* [Assignment] Copy out all the data, word for word.

Extracted records:
________________________________________
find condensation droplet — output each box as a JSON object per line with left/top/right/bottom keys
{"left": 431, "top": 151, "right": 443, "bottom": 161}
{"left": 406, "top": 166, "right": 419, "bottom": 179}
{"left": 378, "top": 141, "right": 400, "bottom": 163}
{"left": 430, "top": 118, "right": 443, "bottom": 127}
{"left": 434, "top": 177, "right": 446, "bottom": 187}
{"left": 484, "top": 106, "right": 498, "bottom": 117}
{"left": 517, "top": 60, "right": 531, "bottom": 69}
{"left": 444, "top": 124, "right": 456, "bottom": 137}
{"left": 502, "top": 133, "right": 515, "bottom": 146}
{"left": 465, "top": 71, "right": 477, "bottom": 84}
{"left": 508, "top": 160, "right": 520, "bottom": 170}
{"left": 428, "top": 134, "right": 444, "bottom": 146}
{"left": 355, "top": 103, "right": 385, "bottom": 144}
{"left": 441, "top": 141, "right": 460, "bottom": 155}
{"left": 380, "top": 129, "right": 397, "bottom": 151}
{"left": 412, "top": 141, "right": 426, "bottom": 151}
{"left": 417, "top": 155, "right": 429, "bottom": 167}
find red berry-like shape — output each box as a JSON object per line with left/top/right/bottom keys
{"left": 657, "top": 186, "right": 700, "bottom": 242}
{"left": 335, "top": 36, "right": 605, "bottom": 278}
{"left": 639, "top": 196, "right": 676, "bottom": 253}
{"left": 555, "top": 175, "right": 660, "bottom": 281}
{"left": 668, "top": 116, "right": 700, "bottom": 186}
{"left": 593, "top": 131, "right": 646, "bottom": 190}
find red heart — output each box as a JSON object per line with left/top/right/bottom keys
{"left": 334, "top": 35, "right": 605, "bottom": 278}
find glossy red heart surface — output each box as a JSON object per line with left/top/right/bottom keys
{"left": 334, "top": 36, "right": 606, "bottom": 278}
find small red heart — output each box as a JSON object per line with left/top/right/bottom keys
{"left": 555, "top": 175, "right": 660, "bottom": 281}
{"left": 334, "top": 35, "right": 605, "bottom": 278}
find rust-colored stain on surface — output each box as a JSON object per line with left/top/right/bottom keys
________________________________________
* [Your solution]
find condensation droplet — output each box as a JSON object per line with left/top/right/bottom keys
{"left": 431, "top": 151, "right": 443, "bottom": 161}
{"left": 406, "top": 166, "right": 419, "bottom": 179}
{"left": 378, "top": 141, "right": 400, "bottom": 163}
{"left": 430, "top": 118, "right": 443, "bottom": 127}
{"left": 434, "top": 177, "right": 446, "bottom": 187}
{"left": 484, "top": 106, "right": 498, "bottom": 117}
{"left": 517, "top": 60, "right": 531, "bottom": 69}
{"left": 444, "top": 124, "right": 456, "bottom": 137}
{"left": 502, "top": 133, "right": 515, "bottom": 146}
{"left": 465, "top": 71, "right": 477, "bottom": 84}
{"left": 508, "top": 160, "right": 520, "bottom": 170}
{"left": 428, "top": 134, "right": 444, "bottom": 146}
{"left": 355, "top": 103, "right": 385, "bottom": 144}
{"left": 441, "top": 141, "right": 460, "bottom": 155}
{"left": 380, "top": 129, "right": 397, "bottom": 151}
{"left": 412, "top": 141, "right": 426, "bottom": 151}
{"left": 417, "top": 155, "right": 429, "bottom": 167}
find red berry-like shape — output each box as a JSON object per line with left/top/right/bottom keys
{"left": 657, "top": 186, "right": 700, "bottom": 242}
{"left": 335, "top": 36, "right": 605, "bottom": 278}
{"left": 639, "top": 196, "right": 676, "bottom": 253}
{"left": 555, "top": 175, "right": 660, "bottom": 281}
{"left": 668, "top": 116, "right": 700, "bottom": 186}
{"left": 593, "top": 131, "right": 646, "bottom": 190}
find red heart — output each box as a JSON object per line with left/top/right/bottom keys
{"left": 334, "top": 35, "right": 605, "bottom": 278}
find glossy red heart surface — output each box as a JSON object per line with left/top/right/bottom keys
{"left": 334, "top": 36, "right": 606, "bottom": 278}
find small red heart — output each box as a JSON object per line with left/top/right/bottom keys
{"left": 555, "top": 175, "right": 660, "bottom": 281}
{"left": 334, "top": 35, "right": 605, "bottom": 278}
find rust-colored stain on surface — output each box as a JSON object per line with left/top/right/bottom keys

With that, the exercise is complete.